◆ WORK TO COMPLETE:
Report every line in the records below that contains the word "blue", copying each line in full. Matches must have the same capitalization.
── TASK INPUT
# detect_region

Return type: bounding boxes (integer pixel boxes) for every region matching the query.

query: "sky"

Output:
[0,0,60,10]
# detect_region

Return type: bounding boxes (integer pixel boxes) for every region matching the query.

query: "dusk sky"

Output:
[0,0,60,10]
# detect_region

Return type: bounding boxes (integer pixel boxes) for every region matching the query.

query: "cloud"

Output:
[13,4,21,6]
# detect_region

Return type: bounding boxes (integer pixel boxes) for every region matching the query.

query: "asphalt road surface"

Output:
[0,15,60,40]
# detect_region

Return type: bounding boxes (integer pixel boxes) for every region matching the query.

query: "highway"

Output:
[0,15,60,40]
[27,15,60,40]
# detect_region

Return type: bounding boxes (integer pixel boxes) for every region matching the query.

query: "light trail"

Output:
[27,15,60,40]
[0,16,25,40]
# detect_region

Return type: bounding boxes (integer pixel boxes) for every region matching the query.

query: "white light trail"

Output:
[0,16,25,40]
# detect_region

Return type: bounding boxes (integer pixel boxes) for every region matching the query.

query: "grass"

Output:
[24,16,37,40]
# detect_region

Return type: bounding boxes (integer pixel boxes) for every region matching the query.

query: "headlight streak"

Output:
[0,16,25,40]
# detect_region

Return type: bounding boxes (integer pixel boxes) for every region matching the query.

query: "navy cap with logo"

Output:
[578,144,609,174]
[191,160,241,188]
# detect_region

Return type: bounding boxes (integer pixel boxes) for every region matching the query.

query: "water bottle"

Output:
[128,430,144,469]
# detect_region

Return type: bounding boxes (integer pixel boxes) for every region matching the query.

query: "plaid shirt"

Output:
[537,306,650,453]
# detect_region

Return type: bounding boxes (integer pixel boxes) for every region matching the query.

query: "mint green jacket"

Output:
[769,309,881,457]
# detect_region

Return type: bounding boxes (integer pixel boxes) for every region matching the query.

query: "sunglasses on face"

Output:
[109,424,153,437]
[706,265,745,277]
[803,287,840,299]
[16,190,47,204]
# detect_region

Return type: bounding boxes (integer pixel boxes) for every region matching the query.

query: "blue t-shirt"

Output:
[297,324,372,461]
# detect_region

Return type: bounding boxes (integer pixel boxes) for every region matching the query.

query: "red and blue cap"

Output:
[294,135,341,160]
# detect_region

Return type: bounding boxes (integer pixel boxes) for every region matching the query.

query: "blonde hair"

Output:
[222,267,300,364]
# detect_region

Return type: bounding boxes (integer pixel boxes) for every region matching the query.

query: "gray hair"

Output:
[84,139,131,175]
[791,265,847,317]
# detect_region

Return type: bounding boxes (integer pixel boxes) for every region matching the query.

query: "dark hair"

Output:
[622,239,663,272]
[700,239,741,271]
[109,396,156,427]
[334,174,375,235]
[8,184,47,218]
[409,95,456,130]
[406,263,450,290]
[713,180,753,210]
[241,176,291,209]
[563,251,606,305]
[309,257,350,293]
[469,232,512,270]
────
◆ TASK RESPONSE:
query: "blue t-shirt"
query: "red and blue cap"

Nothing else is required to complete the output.